▸ **Ziel der Aufgabe**
Stellen Sie die Zeilen der Datensätze als Markdown-Tabelle mit den Spalten „Nr.“ (fortlaufende Zeilennummer) und „Zeileninhalt“ dar, ohne Leerzeilen. Beginnen Sie mit der ersten Zeile der Datensätze und enden Sie nach der Zeile, die „x=766, y=679“ enthält.

▸ **Bereitgestelltes Material**
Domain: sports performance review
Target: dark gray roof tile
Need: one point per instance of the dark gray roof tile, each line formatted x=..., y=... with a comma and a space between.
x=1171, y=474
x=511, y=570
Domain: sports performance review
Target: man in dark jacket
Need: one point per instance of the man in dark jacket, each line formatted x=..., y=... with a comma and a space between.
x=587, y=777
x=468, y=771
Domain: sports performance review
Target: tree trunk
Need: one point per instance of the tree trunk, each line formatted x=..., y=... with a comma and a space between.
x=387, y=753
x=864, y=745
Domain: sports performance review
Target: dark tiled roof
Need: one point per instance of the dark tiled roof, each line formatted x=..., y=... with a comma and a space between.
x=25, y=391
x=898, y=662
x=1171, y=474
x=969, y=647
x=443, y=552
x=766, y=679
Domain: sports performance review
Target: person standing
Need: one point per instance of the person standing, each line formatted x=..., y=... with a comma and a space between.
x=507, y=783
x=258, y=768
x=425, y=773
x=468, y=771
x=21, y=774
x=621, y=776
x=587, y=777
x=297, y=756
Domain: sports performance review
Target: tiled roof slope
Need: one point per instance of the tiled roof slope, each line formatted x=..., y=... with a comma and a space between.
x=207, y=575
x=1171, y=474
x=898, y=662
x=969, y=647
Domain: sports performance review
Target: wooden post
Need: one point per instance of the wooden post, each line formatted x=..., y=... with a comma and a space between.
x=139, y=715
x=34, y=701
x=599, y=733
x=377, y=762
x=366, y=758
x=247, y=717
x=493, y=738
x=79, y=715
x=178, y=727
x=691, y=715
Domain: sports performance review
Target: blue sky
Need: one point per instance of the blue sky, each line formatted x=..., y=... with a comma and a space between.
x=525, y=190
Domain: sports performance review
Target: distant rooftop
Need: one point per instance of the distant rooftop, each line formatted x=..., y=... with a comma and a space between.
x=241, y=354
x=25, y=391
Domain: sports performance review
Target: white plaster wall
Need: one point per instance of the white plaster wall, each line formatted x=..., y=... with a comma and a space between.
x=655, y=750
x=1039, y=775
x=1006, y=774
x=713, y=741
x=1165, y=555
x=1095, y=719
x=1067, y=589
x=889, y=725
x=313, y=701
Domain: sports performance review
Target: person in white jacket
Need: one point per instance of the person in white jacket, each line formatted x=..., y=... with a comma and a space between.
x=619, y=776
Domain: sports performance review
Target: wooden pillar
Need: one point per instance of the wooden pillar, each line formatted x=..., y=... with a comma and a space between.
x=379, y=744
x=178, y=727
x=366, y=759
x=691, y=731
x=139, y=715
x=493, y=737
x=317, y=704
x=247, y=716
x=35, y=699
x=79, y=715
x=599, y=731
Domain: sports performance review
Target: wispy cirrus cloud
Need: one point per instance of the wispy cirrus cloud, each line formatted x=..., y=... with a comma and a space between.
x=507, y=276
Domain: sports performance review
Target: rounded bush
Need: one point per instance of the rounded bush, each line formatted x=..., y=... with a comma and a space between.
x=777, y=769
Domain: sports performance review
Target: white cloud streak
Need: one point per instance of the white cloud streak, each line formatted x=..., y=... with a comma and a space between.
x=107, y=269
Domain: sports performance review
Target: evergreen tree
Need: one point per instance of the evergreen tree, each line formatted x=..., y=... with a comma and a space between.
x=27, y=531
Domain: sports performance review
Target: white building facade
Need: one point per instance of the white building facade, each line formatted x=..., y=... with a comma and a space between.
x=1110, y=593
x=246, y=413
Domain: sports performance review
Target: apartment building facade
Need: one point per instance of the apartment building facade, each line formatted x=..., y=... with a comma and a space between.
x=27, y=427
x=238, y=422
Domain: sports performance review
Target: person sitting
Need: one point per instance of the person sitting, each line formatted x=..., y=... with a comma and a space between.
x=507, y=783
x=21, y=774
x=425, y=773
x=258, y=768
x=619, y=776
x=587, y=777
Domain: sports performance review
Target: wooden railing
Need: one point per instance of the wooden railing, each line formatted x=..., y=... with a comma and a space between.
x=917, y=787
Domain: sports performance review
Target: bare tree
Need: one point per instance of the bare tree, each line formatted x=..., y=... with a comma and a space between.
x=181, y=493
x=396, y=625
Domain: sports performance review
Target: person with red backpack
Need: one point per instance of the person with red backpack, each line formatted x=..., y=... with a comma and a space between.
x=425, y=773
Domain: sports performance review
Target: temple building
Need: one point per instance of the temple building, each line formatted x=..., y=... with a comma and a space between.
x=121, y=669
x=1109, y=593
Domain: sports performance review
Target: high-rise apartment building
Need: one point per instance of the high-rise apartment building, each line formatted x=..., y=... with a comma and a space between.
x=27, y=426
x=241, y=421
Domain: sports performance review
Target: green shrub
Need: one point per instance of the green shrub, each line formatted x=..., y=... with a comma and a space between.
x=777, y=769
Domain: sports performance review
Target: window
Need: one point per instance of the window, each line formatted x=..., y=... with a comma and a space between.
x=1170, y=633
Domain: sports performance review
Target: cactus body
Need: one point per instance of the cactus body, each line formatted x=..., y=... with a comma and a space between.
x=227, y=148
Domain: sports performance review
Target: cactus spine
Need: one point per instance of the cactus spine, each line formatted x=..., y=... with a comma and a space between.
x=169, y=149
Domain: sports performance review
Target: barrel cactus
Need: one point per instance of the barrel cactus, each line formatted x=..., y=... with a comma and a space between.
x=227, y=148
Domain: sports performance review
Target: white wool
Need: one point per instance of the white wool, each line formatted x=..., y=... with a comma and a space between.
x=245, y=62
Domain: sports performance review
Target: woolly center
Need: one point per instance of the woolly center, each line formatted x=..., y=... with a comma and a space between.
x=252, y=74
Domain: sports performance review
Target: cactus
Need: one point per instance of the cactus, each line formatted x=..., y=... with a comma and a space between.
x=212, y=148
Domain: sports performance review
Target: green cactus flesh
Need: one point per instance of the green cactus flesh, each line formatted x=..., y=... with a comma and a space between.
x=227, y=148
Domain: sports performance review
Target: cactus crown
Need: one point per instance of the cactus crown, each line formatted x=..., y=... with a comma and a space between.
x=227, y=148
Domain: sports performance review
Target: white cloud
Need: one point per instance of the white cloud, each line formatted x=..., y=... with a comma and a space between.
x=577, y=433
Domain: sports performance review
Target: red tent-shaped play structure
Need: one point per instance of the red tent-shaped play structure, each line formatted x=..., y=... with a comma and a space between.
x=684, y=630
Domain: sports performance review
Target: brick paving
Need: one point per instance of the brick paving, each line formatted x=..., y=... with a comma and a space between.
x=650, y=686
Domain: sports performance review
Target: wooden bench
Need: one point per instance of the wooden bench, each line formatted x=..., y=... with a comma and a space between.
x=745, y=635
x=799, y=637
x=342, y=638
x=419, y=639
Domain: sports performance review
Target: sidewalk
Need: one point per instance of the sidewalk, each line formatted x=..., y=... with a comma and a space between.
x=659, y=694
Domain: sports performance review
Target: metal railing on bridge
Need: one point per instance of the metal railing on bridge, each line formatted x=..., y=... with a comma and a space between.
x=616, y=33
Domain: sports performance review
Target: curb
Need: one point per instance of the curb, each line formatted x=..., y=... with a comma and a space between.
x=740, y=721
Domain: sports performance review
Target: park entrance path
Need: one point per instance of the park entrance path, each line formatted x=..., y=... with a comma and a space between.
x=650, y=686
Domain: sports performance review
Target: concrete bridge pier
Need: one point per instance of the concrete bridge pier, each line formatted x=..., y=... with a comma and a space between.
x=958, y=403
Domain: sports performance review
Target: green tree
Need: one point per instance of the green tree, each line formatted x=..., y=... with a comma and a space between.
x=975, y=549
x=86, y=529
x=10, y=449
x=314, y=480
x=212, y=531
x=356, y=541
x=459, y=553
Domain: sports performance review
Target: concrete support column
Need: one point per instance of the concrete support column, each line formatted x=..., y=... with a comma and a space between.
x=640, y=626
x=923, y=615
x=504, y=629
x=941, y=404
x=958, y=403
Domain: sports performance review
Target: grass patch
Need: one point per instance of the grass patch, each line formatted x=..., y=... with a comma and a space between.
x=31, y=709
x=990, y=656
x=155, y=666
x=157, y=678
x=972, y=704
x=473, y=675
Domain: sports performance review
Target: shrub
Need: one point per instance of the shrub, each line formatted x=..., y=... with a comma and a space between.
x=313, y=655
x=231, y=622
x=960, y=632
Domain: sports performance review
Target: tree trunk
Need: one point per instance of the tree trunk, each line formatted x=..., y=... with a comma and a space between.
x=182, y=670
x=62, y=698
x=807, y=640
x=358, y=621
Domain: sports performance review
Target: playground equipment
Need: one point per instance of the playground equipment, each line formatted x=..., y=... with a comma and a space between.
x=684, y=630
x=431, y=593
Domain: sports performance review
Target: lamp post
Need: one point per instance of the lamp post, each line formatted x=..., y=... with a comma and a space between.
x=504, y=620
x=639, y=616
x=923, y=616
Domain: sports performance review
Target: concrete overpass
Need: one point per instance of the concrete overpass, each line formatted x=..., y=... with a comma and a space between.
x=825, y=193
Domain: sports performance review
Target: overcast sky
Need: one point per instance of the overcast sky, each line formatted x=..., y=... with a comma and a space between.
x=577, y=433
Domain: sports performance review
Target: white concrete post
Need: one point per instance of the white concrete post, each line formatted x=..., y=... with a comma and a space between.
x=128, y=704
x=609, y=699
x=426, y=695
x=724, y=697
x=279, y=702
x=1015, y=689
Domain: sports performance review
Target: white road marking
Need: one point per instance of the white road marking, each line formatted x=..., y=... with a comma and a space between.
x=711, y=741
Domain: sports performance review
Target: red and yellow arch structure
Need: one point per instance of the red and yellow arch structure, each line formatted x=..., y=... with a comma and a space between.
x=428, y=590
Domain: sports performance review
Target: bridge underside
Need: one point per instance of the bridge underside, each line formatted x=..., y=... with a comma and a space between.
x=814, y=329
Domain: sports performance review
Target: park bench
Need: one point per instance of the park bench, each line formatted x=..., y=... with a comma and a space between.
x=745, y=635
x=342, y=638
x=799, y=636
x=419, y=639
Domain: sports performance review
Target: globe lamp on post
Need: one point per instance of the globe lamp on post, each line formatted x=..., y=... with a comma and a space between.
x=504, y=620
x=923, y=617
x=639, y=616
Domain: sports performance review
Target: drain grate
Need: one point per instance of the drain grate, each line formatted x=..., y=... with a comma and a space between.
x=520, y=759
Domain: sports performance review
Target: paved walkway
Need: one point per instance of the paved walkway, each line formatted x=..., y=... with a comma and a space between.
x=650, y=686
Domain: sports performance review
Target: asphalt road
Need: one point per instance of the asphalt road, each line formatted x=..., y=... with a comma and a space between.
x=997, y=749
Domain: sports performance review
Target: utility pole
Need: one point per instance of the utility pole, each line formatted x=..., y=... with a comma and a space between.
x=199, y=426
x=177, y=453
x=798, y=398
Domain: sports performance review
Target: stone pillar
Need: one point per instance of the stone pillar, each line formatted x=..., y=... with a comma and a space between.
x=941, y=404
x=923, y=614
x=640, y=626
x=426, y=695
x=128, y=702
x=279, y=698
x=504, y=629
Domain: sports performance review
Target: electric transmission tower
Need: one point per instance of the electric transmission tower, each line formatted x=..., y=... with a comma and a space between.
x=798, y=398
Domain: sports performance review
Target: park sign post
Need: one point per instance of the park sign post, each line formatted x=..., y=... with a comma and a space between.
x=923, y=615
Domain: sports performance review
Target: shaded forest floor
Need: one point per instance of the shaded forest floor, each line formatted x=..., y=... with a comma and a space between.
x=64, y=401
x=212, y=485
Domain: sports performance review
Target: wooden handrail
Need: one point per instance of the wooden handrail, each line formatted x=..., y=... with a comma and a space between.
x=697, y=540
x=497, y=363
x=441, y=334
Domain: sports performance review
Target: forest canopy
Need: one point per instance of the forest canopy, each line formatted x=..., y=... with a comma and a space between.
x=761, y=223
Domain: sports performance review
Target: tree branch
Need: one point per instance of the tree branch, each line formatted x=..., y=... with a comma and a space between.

▸ **Ergebnis der Aufgabe**
| Nr. | Zeileninhalt |
|---|---|
| 1 | Domain: sports performance review |
| 2 | Target: dark gray roof tile |
| 3 | Need: one point per instance of the dark gray roof tile, each line formatted x=..., y=... with a comma and a space between. |
| 4 | x=1171, y=474 |
| 5 | x=511, y=570 |
| 6 | Domain: sports performance review |
| 7 | Target: man in dark jacket |
| 8 | Need: one point per instance of the man in dark jacket, each line formatted x=..., y=... with a comma and a space between. |
| 9 | x=587, y=777 |
| 10 | x=468, y=771 |
| 11 | Domain: sports performance review |
| 12 | Target: tree trunk |
| 13 | Need: one point per instance of the tree trunk, each line formatted x=..., y=... with a comma and a space between. |
| 14 | x=387, y=753 |
| 15 | x=864, y=745 |
| 16 | Domain: sports performance review |
| 17 | Target: dark tiled roof |
| 18 | Need: one point per instance of the dark tiled roof, each line formatted x=..., y=... with a comma and a space between. |
| 19 | x=25, y=391 |
| 20 | x=898, y=662 |
| 21 | x=1171, y=474 |
| 22 | x=969, y=647 |
| 23 | x=443, y=552 |
| 24 | x=766, y=679 |